* Task description: Copy out the material from the line with "Practice. Annotate every instance of the man's arm" to the line with "x=802 y=151", both included, requests and all. Multiply the point coordinates in the answers by 2.5 and round to whole numbers, with halves going up, but leave every number in the requests and their format samples as it is.

* Entries shown:
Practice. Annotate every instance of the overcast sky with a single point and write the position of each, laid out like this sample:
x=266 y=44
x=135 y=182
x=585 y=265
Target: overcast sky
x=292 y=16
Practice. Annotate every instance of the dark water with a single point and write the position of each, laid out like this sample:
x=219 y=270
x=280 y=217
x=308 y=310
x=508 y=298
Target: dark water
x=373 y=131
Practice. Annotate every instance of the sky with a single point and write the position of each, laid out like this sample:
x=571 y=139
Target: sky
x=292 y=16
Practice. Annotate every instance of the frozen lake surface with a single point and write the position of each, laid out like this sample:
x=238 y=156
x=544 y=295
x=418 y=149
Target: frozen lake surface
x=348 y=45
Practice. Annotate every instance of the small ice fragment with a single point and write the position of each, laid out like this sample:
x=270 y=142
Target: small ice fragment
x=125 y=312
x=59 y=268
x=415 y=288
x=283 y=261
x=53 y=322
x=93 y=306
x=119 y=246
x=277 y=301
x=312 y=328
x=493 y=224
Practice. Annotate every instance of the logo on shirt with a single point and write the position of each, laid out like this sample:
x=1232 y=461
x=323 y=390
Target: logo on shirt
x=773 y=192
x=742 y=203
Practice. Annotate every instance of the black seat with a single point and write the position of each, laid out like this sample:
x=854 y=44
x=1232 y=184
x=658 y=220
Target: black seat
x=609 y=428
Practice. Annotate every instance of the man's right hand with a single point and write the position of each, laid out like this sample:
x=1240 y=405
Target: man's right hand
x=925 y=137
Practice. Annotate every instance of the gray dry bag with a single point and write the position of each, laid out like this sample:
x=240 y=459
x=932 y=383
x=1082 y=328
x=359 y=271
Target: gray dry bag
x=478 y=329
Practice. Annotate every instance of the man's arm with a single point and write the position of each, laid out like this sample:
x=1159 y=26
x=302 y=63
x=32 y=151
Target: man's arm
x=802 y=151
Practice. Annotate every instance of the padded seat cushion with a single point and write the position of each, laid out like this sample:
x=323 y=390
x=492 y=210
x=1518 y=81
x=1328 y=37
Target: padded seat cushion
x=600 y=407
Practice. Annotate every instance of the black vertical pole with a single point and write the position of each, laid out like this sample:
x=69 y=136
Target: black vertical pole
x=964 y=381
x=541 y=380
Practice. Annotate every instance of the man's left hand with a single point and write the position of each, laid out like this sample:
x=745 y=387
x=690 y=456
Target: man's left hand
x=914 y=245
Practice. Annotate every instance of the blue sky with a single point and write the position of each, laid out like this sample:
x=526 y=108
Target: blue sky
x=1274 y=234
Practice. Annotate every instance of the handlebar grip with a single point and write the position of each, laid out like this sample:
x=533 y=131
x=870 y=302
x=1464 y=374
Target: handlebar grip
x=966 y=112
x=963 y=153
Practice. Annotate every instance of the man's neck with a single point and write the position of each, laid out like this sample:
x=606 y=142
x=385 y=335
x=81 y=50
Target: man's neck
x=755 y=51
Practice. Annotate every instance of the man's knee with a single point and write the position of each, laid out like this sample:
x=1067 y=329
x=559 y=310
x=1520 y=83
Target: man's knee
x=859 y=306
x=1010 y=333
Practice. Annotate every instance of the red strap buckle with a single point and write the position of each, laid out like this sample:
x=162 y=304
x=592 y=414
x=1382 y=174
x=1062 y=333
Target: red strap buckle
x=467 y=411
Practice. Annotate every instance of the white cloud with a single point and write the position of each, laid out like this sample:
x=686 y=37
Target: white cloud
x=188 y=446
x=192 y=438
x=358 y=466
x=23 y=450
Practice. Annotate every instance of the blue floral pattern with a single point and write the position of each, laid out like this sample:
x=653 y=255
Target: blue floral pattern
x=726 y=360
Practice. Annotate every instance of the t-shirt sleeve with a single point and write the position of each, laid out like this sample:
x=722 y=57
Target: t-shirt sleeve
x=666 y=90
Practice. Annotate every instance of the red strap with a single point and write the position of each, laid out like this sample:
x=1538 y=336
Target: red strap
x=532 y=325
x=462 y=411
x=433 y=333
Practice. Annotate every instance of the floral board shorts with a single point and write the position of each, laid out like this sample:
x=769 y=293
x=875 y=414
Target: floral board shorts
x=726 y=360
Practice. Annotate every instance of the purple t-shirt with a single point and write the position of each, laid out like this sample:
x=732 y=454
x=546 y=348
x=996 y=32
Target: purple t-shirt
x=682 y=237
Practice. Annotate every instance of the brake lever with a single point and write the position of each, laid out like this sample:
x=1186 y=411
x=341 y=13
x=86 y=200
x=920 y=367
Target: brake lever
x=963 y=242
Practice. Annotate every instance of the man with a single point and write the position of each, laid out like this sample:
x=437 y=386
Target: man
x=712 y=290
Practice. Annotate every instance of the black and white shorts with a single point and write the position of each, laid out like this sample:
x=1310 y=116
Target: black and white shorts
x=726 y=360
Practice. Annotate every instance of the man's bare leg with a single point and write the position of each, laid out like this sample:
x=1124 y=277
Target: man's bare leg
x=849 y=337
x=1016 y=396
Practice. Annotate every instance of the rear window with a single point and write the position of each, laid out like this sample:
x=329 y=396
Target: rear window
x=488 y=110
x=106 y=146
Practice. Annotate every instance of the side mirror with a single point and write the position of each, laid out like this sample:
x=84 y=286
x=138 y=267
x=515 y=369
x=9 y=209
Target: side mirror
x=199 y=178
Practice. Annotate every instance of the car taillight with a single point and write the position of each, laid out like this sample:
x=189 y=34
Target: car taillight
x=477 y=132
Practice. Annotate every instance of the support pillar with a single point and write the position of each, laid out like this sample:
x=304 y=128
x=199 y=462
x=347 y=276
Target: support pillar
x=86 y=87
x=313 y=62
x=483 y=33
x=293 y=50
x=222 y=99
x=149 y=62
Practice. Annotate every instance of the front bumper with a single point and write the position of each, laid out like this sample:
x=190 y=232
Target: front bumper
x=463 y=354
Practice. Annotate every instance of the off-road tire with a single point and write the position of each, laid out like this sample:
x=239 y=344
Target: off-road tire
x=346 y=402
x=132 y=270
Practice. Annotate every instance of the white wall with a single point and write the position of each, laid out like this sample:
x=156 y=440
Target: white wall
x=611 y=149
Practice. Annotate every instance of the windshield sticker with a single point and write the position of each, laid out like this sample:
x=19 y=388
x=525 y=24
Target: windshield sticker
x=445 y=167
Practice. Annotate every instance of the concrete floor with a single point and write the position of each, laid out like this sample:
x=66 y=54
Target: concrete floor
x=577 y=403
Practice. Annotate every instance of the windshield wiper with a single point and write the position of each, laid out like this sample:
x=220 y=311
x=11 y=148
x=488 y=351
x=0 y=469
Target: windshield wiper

* Full response:
Practice. Annotate every instance of the man's arm with a single point and write the position of each, laid out like this sample:
x=1159 y=26
x=302 y=63
x=32 y=151
Target: man's arm
x=2005 y=378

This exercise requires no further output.